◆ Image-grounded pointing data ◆
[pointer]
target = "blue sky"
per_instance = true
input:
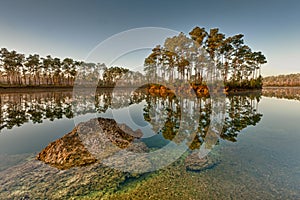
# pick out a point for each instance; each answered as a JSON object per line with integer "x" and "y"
{"x": 73, "y": 28}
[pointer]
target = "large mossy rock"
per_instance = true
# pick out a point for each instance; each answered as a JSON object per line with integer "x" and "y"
{"x": 72, "y": 166}
{"x": 90, "y": 142}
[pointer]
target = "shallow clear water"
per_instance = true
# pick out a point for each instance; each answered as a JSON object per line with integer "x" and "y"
{"x": 263, "y": 162}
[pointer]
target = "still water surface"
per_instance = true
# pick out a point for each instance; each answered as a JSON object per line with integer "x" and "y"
{"x": 258, "y": 150}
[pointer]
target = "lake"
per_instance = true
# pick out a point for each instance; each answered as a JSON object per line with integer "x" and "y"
{"x": 255, "y": 154}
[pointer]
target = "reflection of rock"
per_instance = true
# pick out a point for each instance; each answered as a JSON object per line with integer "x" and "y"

◆ About this task ◆
Images stay out, but the rest of the records must be retyped exactly.

◆ Your solution ◆
[pointer]
target = "blue sky"
per_instance = true
input:
# pick out a point for each instance; each answered as a JSON object per line with integer "x" and "y"
{"x": 73, "y": 28}
[pointer]
target = "large mossy rock"
per_instance = true
# pick out a point for each instance; each answered as a JSON object per line with integer "x" and "y"
{"x": 72, "y": 166}
{"x": 90, "y": 142}
[pointer]
target = "shallow clear water"
per_instance = true
# pick out a point for each instance; each answered as a JSON object per line with integer "x" and "y"
{"x": 263, "y": 162}
[pointer]
target = "still water surface"
per_instance = true
# pick out a point for each instance; each answered as a JSON object per line with integer "x" and "y"
{"x": 258, "y": 150}
[pointer]
target = "lake"
per_instance = true
# pick out a point for each instance; each answered as a JSON object per line with integer "x" and "y"
{"x": 255, "y": 154}
[pointer]
target = "reflection of rock"
per_instance = true
# pick out a point for each instance; each answered as a JSON object per line with integer "x" and "y"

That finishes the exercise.